Supplied text —
=== Begin Enclosure ===

Shortly after, Georges Bardawil wrote the novel Aimez-vous les femmes? (Do You Like Women?), the story of a cannibal cult in modern Paris that uses a vegetarian restaurant as a cover for its anthropophagus activities. In 1964, it was adapted into a film starring Sophie Daumier, who posed memorably naked on a large dish, garnished with discreetly arranged pieces of fruit. British director Peter Greenaway may have had this film in mind in 1989 when he made The Cook, the Thief, His Wife & Her Lover. A woman whose gangster husband has murdered her lover persuades the chef at his favorite restaurant to roast the body and serve it to her husband, who is forced to sample it at gunpoint. In his Oscar-winning script for the 1965 film Darling, Frederic Raphael wrote a scene, never used, in which the protagonist, model Diana Scott (Julie Christie), meets with a consortium of executives who are launching her as a corporate entity. After the deal is signed, they ritually consume her in an effigy made of ice cream.
In Paris literary circles, the name most associated with cannibalism was that of globe-trotting American author William Seabrook. An enthusiast for remote places, Seabrook had lived in Africa and among the voodoo priests of Haiti, the subject of his pioneering 1929 study The Magic Island. Moving to Paris, Seabrook pursued an interest in sadomasochism, keeping naked women chained around his house and commissioning Man Ray to photograph them.
In 1930, Seabrook published Jungle Ways, a description of his time spent in West Africa living with a cannibal tribe, the Guere. When he expressed interest to his tribal friends in the taste of human flesh, they served him a spicy stew, which, they informed him, straight-faced, contained portions of a slain enemy. Never entirely sure he wasn’t the victim of a practical joke, Seabrook determined to find out for sure. Exploiting the elastic morality of bohemian Paris, he acquired a portion of human flesh from a friend in the Sorbonne medical school. Handing it to his cook, he asked her to prepare it in a number of ways, hoping one would resemble what he had eaten in Africa. The results, though not unpalatable, were inconclusive. “The steak was slightly tougher than prime veal,” he wrote, “a little stringy, but not too tough or stringy to be agreeably edible. The roast, from which I cut and ate a central slice, was tender, and in color, texture, smell as well as taste, strengthened my certainty that of all the meats we habitually know, veal is the one meat to which this meat is accurately comparable.”

=== End Enclosure ===

Dataset excerpts —
=== Begin Enclosure ===

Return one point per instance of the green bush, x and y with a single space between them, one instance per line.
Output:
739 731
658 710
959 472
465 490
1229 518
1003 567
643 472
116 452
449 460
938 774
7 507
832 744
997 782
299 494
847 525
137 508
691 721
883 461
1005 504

=== End Enclosure ===

What you have to do —
Please reproduce word for word the part of the cannibalism text starting with "In Paris literary" and going on through "to photograph them.".

Expected output —
In Paris literary circles, the name most associated with cannibalism was that of globe-trotting American author William Seabrook. An enthusiast for remote places, Seabrook had lived in Africa and among the voodoo priests of Haiti, the subject of his pioneering 1929 study The Magic Island. Moving to Paris, Seabrook pursued an interest in sadomasochism, keeping naked women chained around his house and commissioning Man Ray to photograph them.